Objective.
Write out every line from the one holding "Task — mark the wood grain" through the end of the rows, inclusive. Scale each answer coordinate by 0.95 and round it to a whole number, rounding halves up, and leave all other lines unchanged, including their sample coordinates.

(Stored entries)
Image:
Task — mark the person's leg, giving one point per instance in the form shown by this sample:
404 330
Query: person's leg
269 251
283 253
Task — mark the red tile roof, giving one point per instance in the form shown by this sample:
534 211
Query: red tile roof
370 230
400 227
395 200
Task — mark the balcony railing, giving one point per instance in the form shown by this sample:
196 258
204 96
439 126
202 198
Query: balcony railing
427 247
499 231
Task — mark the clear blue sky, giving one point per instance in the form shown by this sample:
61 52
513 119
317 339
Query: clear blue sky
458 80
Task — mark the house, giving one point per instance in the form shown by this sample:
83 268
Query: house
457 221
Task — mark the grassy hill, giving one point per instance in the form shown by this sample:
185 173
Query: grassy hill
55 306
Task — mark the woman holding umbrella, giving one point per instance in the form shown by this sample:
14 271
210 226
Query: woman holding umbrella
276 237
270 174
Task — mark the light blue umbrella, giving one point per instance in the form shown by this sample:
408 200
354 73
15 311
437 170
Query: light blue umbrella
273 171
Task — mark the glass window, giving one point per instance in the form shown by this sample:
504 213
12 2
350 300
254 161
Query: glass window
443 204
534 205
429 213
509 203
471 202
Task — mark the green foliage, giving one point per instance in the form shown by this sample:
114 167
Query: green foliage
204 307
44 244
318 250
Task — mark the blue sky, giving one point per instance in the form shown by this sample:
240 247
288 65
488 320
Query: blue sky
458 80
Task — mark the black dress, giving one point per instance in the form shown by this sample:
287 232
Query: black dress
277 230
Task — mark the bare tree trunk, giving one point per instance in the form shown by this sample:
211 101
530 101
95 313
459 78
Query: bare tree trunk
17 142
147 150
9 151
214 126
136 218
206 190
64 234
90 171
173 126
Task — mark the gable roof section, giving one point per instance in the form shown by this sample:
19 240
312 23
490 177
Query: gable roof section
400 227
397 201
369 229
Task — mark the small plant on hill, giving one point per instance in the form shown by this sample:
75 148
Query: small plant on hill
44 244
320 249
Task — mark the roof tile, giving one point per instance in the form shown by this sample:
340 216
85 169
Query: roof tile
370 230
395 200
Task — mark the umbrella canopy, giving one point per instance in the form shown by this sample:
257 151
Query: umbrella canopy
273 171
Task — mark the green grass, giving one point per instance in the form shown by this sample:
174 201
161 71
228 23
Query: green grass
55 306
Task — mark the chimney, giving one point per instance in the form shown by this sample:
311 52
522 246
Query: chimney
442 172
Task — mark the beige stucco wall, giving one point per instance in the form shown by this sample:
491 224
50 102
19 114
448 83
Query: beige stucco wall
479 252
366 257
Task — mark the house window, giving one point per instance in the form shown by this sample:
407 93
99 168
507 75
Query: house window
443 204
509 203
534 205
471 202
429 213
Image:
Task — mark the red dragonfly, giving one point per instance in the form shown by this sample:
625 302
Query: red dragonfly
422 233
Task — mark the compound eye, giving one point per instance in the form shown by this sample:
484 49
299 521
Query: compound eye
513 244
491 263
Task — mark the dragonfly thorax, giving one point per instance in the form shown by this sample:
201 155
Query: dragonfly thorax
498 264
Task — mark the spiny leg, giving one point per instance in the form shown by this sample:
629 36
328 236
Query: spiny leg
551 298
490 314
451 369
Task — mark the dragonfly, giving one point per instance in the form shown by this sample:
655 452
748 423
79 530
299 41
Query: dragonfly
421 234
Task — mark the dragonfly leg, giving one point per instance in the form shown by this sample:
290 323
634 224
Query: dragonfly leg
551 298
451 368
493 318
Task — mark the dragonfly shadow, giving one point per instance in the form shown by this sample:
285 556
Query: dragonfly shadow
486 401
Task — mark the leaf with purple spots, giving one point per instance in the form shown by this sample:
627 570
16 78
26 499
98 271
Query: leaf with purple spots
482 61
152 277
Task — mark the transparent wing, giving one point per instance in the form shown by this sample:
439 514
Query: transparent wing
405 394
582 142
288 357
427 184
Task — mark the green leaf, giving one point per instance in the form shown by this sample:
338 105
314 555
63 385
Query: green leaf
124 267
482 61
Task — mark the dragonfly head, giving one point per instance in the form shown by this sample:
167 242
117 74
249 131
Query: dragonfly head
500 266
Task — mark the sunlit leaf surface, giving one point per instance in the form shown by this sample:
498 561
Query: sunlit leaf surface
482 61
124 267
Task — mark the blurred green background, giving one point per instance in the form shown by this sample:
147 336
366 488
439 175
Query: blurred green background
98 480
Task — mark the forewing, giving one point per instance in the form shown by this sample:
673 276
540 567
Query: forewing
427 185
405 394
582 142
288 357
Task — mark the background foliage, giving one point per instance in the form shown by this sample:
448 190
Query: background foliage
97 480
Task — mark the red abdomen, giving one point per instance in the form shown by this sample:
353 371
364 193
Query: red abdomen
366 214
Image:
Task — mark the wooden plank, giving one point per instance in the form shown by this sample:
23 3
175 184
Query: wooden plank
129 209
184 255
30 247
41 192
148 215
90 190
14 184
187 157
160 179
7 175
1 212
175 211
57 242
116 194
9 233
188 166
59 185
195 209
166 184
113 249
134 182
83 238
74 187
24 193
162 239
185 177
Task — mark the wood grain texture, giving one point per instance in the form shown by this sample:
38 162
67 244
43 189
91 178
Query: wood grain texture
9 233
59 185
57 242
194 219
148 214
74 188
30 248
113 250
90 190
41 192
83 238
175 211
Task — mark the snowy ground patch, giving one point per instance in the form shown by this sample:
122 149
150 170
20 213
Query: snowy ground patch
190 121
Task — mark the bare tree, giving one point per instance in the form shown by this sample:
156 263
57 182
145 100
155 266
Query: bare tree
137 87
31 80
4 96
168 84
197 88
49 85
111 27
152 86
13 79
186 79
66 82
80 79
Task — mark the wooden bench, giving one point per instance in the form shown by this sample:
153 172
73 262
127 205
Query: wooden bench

Reply.
Task — mark the wood grain texture, giving one point per instance in the form shown by this sample:
38 162
67 244
43 189
91 178
Query: wood grain texture
9 221
56 176
54 230
184 208
141 203
70 179
29 236
107 238
86 181
39 182
79 226
166 200
Task — mark the snowy ground patch, giving one point per instance in the form shown by this sample:
122 149
150 170
20 213
Query: snowy ground patch
181 115
Task — mark the bare tree, giving one point per instance in the form shown by this sample:
156 263
57 182
145 100
155 266
Query: bare tree
130 83
29 76
4 91
160 80
187 84
47 81
105 26
144 82
12 75
177 75
63 78
76 75
Task — mark the wooden bench, giving one point per instance in the form shown by this sample:
153 172
73 262
127 205
Query: wooden bench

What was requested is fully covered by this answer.